• **Texto extraído**
+++
Também aqui podemos dizer que os rios de dinheiro correm para os mares de Lisboa, mesmo quando as marés não correm de feição.
Não é de hoje que todos constatamos que Lisboa ganha muito por ser a capital. Há investimentos que o Estado assume, que teriam de ser as autarquias a assumir se não estivéssemos a falar da capital política e administrativa do país. Deve até dizer-se que em alguns casos isso se justifica, mas sinto que devo dizer isto em surdina, com todo o cuidado do mundo, porque com estes centralistas, quando lhes damos uma mão, querem logo os dois braços.
O caso reveste-se ainda de maior gravidade porque o leitmotiv desta brincadeira é ajudar a privatizar a ANA, num modelo em que as patifarias contra o Norte e o seu aeroporto se irão certamente acentuar de um modo irreversível.
+++
• **O que fazer**
[A] Segundo o texto sobre o centralismo de Lisboa, qual é o leitmotiv da "brincadeira" ali referida?
[B] Escreva o que se segue ao texto sobre o centralismo de Lisboa, começando logo depois da última frase.

• **Dados em bruto**
+++
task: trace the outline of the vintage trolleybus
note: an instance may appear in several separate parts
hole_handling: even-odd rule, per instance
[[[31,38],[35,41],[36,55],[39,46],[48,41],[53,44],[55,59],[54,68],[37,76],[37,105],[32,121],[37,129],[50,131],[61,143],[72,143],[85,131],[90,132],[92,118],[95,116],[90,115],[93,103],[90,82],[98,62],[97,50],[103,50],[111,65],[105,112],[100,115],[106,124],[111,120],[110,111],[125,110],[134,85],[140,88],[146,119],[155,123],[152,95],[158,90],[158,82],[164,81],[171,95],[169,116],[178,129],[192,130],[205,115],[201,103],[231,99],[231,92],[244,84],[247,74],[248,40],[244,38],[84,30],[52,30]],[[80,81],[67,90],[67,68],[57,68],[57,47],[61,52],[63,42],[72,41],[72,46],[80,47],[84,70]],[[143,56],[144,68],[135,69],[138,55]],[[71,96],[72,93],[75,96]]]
+++
• **Respostas**
[A] Ajudar a privatizar a ANA.

[B]
Num cenário em que exista uma nova "ANA", entregue a um privado, com poderes de gestão de todos os aeroportos e sem se limitar por qualquer outro critério que não seja o seu lucro e o seu bel-prazer, o nosso Francisco Sá Carneiro, em vez de continuar a bater recordes sucessivos no número de passageiros que dele se servem, passará a servir apenas para albergar o lixo aéreo que os senhores de Lisboa desprezarem.
Com Rui Rio aproveito a boleia para perguntar por que é que os grandes cortes são quase todos fora da capital, se os grandes gastos são quase todos por lá ou nas suas imediações?